_Prompt_:
Rescale the lines below and reproduce them in full, requests included, multiplying every number in the answers (the viewBox dimensions and the path coordinates) by 1.95 and rounding each result to a whole number, with halves rounded up.

_Materials provided_:
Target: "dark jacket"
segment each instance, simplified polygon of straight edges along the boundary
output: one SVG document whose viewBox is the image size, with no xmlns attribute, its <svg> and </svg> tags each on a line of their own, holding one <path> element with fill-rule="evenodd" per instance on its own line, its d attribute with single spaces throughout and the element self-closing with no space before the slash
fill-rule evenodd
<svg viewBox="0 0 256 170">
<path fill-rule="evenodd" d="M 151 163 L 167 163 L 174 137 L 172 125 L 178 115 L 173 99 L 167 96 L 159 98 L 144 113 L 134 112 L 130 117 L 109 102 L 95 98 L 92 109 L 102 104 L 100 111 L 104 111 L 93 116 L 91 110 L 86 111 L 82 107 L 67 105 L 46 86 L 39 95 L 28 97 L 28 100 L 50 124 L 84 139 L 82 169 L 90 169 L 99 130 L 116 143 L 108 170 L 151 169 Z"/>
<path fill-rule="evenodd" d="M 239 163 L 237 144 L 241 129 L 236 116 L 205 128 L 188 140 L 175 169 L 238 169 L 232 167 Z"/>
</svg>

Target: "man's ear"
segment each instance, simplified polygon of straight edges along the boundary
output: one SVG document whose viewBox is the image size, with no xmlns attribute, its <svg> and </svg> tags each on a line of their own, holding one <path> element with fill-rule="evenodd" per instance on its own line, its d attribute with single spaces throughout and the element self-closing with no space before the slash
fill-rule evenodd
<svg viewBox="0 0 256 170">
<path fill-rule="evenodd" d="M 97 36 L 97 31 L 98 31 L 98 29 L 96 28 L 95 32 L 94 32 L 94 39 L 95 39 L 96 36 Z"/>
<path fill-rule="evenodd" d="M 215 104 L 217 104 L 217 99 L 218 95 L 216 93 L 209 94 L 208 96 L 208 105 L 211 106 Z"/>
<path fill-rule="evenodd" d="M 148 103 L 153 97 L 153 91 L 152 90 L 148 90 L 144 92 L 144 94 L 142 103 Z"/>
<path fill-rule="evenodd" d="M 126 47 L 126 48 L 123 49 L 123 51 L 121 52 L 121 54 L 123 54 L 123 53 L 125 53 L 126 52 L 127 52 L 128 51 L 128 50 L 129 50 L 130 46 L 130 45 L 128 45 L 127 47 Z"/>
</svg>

_Solution_:
Target: "dark jacket"
segment each instance, simplified polygon of straight edges along the boundary
output: one SVG document whose viewBox is the image size, with no xmlns attribute, its <svg> and </svg> tags each on a line of their own, holding one <path> element with fill-rule="evenodd" per instance on its own line, its d attribute with single spaces throughout and the element self-closing with no space before the slash
fill-rule evenodd
<svg viewBox="0 0 499 332">
<path fill-rule="evenodd" d="M 294 318 L 326 318 L 339 267 L 335 244 L 347 224 L 337 193 L 326 187 L 310 191 L 281 220 L 261 218 L 254 228 L 213 199 L 185 191 L 179 213 L 199 203 L 195 216 L 203 216 L 181 226 L 177 215 L 168 216 L 160 209 L 131 205 L 90 168 L 76 185 L 55 189 L 55 195 L 98 242 L 164 271 L 160 330 L 176 330 L 193 254 L 226 279 L 211 332 L 294 330 Z"/>
<path fill-rule="evenodd" d="M 466 318 L 462 281 L 470 252 L 460 226 L 400 250 L 367 273 L 341 330 L 464 330 L 452 326 Z"/>
</svg>

Target: "man's ear"
segment each instance, simplified polygon of straight edges along the boundary
output: one SVG document whose viewBox is the image size, with no xmlns attribute, its <svg> and </svg> tags each on a line of their own, holding one <path> element with fill-rule="evenodd" per instance on its own line, its d attribute with single spaces throughout and the element self-closing with no space before the slash
fill-rule evenodd
<svg viewBox="0 0 499 332">
<path fill-rule="evenodd" d="M 189 70 L 189 60 L 191 60 L 191 57 L 187 55 L 185 62 L 183 62 L 183 76 L 185 76 L 187 70 Z"/>
<path fill-rule="evenodd" d="M 419 203 L 423 203 L 423 193 L 425 185 L 421 181 L 408 183 L 406 187 L 406 205 L 411 207 Z"/>
<path fill-rule="evenodd" d="M 289 201 L 298 189 L 298 177 L 296 176 L 289 176 L 281 179 L 281 183 L 277 201 Z"/>
<path fill-rule="evenodd" d="M 246 92 L 246 94 L 240 96 L 240 99 L 236 101 L 236 105 L 240 105 L 240 103 L 244 103 L 246 101 L 248 101 L 250 99 L 250 98 L 252 98 L 254 90 L 254 88 L 250 88 L 248 92 Z"/>
</svg>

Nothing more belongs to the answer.